* _Quoted passage_:

Specifically to rig count and cadence for next year, I know that that's an important question on a lot of analyst minds right now and understand why you guys need to have an answer to that. But specifically to rigs, I want to remind our audience that rigs are part of the equation. But because we drill so many more wells on an annual basis than most of our competitors, it's really about wells next year. And we've got some optionality as we look into 2015 depending on market conditions on how many wells that we're going to drill. And I've tried to outline that as best we understand it right now.
But we've got to see service costs need to be recalibrated in conjunction with commodity price that's declined $25 or $30 a barrel in the last 100 days. So we've got to get better clarity on what those two events are going to look like before we finalize our plans into 2015. And then lastly, Mark, we've got a Board meeting early December where I'll be outlining specifically all these different options that are still in front of us in 2015.

* _Collected data entries_:
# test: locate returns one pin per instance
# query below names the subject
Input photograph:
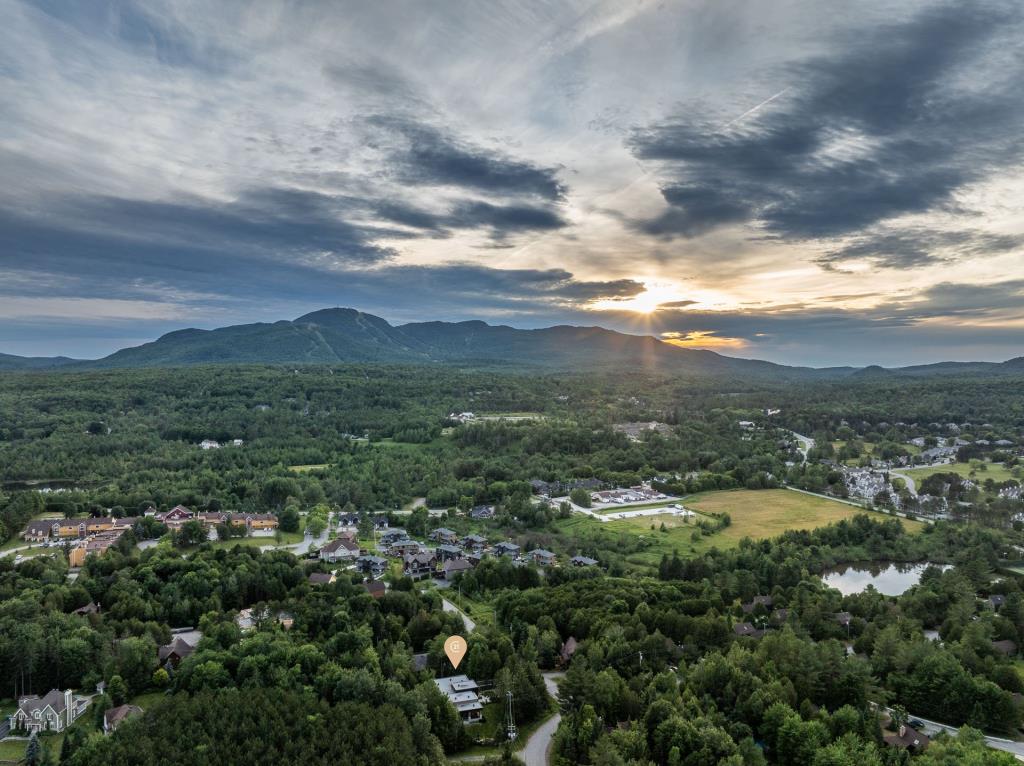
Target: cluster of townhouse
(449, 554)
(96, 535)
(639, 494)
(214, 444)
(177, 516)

---

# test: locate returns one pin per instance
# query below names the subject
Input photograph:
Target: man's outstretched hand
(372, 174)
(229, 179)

---

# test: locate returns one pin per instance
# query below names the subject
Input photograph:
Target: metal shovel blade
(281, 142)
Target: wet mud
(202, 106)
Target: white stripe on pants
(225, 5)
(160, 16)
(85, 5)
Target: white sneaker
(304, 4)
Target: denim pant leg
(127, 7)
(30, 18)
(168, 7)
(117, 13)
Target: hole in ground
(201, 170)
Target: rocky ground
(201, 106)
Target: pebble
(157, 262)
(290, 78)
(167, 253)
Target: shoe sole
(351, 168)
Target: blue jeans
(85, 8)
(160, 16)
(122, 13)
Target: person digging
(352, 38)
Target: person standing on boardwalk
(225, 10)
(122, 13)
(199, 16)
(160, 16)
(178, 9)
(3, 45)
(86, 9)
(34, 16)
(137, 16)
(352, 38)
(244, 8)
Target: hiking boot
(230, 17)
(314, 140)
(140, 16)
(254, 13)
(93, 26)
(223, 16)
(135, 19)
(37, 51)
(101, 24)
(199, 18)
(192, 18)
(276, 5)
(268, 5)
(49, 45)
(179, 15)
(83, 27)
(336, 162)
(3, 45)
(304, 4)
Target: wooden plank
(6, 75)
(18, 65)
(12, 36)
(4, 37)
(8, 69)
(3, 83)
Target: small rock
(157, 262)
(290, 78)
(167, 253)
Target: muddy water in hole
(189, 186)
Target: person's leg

* _Exercise tasks_:
- 1) Repeat the part of the drilling plans passage that opens with the words containing "Specifically to rig count" and closes with "it right now.".
- 2) According to the drilling plans passage, when is the Board meeting at which the 2015 options will be outlined?

* _Expected responses_:
- 1)
Specifically to rig count and cadence for next year, I know that that's an important question on a lot of analyst minds right now and understand why you guys need to have an answer to that. But specifically to rigs, I want to remind our audience that rigs are part of the equation. But because we drill so many more wells on an annual basis than most of our competitors, it's really about wells next year. And we've got some optionality as we look into 2015 depending on market conditions on how many wells that we're going to drill. And I've tried to outline that as best we understand it right now.

- 2) Early December.